# [Written exercise]
Copy the lines below verbatim. Start at the line containing "Rules: pick out every instance of the black" and stop after the line containing "Target: suit sleeve".

>> Begin Materials provided

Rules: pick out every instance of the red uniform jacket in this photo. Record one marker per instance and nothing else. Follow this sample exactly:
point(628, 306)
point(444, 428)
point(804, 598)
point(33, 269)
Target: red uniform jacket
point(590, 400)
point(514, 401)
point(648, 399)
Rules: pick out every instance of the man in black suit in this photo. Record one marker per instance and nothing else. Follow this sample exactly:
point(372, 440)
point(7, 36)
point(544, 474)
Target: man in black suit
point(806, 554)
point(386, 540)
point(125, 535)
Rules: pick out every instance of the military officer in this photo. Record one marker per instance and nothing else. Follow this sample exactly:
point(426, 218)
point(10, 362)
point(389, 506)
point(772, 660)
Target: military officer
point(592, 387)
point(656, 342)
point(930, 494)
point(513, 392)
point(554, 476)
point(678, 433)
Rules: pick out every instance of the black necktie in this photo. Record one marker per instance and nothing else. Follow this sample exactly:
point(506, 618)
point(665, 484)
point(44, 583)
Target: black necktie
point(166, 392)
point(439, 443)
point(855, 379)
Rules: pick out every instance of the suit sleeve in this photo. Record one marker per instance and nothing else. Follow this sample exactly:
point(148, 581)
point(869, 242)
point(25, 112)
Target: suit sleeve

>> End Materials provided
>> Begin Materials provided

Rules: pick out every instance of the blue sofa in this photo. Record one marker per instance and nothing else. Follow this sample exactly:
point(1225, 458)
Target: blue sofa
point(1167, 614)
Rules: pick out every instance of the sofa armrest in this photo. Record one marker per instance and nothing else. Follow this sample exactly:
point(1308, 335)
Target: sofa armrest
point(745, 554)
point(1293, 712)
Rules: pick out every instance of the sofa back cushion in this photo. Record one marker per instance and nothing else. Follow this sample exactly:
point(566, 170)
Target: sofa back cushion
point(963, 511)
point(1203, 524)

>> End Materials provided

# [Complete response]
Rules: pick out every instance of the black necktie in this photo. Record one marker per instance and nothing else. Follow this sample exactly:
point(506, 618)
point(665, 484)
point(44, 583)
Target: black necktie
point(166, 392)
point(439, 443)
point(855, 379)
Rules: pick out every instance of the suit sleeve in this photo. Record one marker per instance and nothing else. Follow this sample exactly:
point(148, 581)
point(869, 242)
point(25, 112)
Target: suit sleeve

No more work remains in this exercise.